Job:
Copy every record below exactly.

Extracted records:
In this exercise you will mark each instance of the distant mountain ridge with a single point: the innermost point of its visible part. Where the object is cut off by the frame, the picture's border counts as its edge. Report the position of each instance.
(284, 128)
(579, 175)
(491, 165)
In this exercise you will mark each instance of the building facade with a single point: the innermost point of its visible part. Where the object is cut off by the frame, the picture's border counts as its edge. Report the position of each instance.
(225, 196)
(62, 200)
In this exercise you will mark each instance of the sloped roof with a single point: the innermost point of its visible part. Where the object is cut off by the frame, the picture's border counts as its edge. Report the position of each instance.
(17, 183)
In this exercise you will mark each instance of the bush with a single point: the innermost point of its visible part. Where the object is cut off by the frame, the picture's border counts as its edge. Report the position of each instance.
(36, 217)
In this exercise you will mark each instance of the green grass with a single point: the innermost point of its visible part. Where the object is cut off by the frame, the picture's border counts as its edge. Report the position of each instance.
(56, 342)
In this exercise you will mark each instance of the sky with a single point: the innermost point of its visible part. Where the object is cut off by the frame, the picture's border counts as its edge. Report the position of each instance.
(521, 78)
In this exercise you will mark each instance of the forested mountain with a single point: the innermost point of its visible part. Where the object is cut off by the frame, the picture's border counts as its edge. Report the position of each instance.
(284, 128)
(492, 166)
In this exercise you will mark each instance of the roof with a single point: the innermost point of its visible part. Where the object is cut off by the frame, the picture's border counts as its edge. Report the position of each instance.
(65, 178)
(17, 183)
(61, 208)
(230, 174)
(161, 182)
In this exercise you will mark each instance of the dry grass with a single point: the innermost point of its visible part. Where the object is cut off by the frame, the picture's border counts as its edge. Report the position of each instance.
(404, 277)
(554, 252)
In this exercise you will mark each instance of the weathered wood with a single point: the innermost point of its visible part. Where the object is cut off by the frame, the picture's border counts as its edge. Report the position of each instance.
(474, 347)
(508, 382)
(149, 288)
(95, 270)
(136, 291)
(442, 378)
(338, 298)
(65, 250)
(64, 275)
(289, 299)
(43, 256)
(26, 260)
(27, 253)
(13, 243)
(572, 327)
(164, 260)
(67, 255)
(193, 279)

Response:
In this exercise you will mark each instance of the distant mountain ridge with a single point: the innermost point of its visible part. Where the object is cut off by the frame, the picture's border counts as its edge. Report the position of each instance.
(284, 128)
(579, 175)
(491, 165)
In this exercise you will mark each instance of the building facade with a single point: the innermost point of its visible part. Where the object is cut off by the frame, the picture's border counts as its edge. Report the position of each instance.
(225, 196)
(62, 200)
In this exercise you will mark each instance of the sloped roof with a single point: the innermost point of its visible part. Where the object is cut off by the frame, the picture's border counts as its edge. Report the position of each instance.
(17, 183)
In this exercise you will mark each instance of the bush with a single point: the innermost point of its visible part. Where the object is cut off by the frame, the picture's border counts as its edge. Report the position of each instance.
(36, 217)
In this exercise you will mark each instance of the green grass with a single point: the innermost point of its visible part. Where the object is cut off by the frame, the picture's border counts as its edge. Report the position of each instance.
(56, 342)
In this exercise you will mark each instance of the sky with a single point: the innermost point of its visible part. Where the object is cut off by the frame, the picture's border counts as its edge. Report the position of each instance.
(521, 78)
In this exercise you will mark each instance of the forested mountain with a single point: the innermost point of its visible part. Where the object is cut off by the frame, the picture's border counts as its edge. Report the position of each instance.
(284, 128)
(492, 166)
In this exercise you will mark each instance of the roof with a single point: the innermost point of its visible part. Where the object is cut off by the frame, the picture's border counts as its edge. Report the position of each instance.
(65, 178)
(17, 183)
(61, 208)
(230, 174)
(161, 182)
In this exercise you will mark each instance of the dry grass with a single point: the innermost point of its visible part. Where the object is cut off by the frame, the picture's border counts as its edge. Report the position of each instance.
(404, 277)
(554, 252)
In this exercise you will mark each instance of the weathered wood with a single point: the innermost point of its visible part. Where the object is cut off by the frame, the picture's border counts as its edge. Report the position of each instance.
(474, 347)
(508, 382)
(149, 288)
(95, 270)
(136, 291)
(442, 378)
(338, 298)
(65, 250)
(64, 275)
(289, 299)
(43, 256)
(26, 260)
(27, 253)
(13, 243)
(572, 327)
(164, 260)
(67, 255)
(193, 279)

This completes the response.